_Text shown_
We have Carolyn Parrish, the British have George Galloway, take what he says with the same salt.


----------



## mdh (19 Sep 2005)

> With respect to the allegations of collusion and corruption, there is no proof whatsoever of any wrongdoing. All Mr. Galloway has done is take a stand against a very powerful foe, which is admired by many. Another important factor to note is that Mr. Galloway has always opposed Saddam, traveled to Iraq with the blessing of the British parliament and has given valuable intelligence to the authorities



If you've read them then it's time to withdraw this - he has in fact supported Hussein in the past and is now consorting with Assad in Syria praising insurgent operations against the US.

mdh


----------



## Spr.Earl (19 Sep 2005)

mdh said:
			
		

> If you've read them then it's time to withdraw this - he has in fact supported Hussein in the past and is now consorting with Assad in Syria praising insurgent operations against the US.
> 
> mdh


Hmm if he had and does as you have stated why then has he not been punted from Westminster and been arrested for abetting Terrorism?


----------



## TCBF (19 Sep 2005)

Is it not odd that we only hear about these so-called 'public' appearances by the toffs AFTER they have happened?   It is no bloody wonder these cumbubbles get standing ovations - none of the NORMAL people even know they are visiting, or they would tar and feather them to the podium.

I am beginning to wonder how long Canadians will be fooled by the canned rentacrowd/VIP visits news release.   "Local representative to the National Canadian Revolutionary Command Council, The Right Honourable Rodney Forestock-Backsite spoke in front of a large crowd today who gave him several standing ovations during his speach at the sod-turning for the new Ministry of Mental Cruelty Regional Sub-Office."

Do normal people ever hear about these visits?

Tom


----------



## mdh (19 Sep 2005)

> Hmm if he had and does as you have stated why then has he not been punted from Westminster and been arrested for abetting Terrorism?

_Stated task 1_
In the Galloway forum thread, why does TCBF say these visiting officials get standing ovations? Answer in one to three sentences.
_Stated task 2_
In the Galloway forum thread, who in Syria does mdh say Galloway is now consorting with?
_Stated task 3_
Please write the next part of the Galloway forum thread, starting after mdh's quote of the question from Spr.Earl.
The lines that follow come from a separate source.

_Extracted information_
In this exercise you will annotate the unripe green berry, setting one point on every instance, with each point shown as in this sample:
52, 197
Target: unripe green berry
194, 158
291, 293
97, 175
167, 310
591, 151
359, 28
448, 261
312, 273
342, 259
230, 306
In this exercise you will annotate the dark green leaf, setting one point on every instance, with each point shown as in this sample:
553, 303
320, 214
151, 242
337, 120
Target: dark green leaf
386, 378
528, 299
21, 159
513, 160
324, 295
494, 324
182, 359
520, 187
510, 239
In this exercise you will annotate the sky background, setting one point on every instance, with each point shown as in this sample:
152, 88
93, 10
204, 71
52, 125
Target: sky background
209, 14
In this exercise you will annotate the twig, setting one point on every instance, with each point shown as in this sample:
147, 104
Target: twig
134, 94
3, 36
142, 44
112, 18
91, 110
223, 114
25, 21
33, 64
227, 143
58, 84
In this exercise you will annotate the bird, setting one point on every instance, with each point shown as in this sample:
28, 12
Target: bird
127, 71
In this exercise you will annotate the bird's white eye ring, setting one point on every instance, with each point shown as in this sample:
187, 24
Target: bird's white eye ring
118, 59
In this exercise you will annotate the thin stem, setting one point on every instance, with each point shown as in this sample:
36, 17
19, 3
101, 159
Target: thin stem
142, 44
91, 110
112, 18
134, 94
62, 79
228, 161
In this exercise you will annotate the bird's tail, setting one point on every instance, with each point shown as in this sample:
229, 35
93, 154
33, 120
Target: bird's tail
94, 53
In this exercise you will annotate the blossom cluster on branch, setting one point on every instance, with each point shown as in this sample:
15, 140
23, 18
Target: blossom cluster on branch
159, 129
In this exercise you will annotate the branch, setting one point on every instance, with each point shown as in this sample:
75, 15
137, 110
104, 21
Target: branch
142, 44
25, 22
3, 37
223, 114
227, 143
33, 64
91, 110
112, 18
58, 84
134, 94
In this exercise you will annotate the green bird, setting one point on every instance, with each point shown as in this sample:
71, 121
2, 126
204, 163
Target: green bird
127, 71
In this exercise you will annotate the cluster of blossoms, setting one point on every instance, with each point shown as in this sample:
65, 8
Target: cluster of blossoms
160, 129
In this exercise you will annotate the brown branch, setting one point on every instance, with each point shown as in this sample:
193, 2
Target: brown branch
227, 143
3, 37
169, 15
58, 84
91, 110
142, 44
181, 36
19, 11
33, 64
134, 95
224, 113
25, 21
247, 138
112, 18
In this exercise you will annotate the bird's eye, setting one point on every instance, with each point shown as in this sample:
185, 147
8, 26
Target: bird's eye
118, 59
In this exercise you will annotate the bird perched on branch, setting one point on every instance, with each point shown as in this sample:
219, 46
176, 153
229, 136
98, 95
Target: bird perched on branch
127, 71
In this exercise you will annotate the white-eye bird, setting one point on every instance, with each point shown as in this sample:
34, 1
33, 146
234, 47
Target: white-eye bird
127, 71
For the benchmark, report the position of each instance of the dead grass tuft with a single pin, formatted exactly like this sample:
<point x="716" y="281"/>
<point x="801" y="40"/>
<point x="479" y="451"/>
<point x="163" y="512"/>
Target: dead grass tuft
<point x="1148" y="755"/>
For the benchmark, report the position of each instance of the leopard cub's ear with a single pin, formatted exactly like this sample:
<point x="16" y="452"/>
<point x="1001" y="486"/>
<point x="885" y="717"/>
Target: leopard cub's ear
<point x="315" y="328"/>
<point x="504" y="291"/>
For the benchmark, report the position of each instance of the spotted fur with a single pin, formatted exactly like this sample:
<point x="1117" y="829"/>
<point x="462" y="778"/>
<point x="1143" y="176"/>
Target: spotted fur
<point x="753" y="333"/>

_Final answer 1_
TCBF says the public hears about these appearances only after they have happened. Normal people don't know the officials are visiting, or they would tar and feather them to the podium.

_Final answer 2_
Assad.

_Final answer 3_
He was punted out of the Labour Party for what was widely perceived as incitement against coalition forces.



> From a BBC profile:
> 
> He was expelled from the Labour Party in October 2003 in the wake of his outspoken comments on the Iraq war - comments which Labour chairman Ian McCartney said "incited foreign forces to rise up against British troops".
> 
> ...


----------



## sheikyerbouti (19 Sep 2005)

I would like to clarify one thing to KevB... Bomb the living crap out of every malfeasant that stands in the way of liberating the people of Afghanistan. In fact, while you are taking out the garbage make sure you remind them who we are and why we're there   doing it. The problem is, the taxpayers who are supporting your actions don't have the slightest idea of the full magnitude of the situation.

My lack of participation on the ground does not in any way detract from my position that the Canadian public needs to be better informed of our actions in support of Afghan sovereignty. In my opinion, this responsibility does not rest solely on the shoulders of the CDS.It is the responsibility of all interested parties to enhance the transparency of our role particularily when it involves combat situations. The Government plays this role alongside the media, NGO's, her majesties loyal opposition and activist groups.

 In response to MDH, Sapper Earl makes a valid point exclusive of my stance. Why has he not faced criminal repercussions? The British government most certainly has scrutinized Mr. Galloway, probably on numerous occasions. WRT your last post, those are the words of one individual and not representative of the whole government.

 To Mr. Tom, as always the information is out there for any and all to find. Unfortunately, most of us care very little and only pay attention once it hits the fan (especially when it involves the 'normals').


----------



## mdh (19 Sep 2005)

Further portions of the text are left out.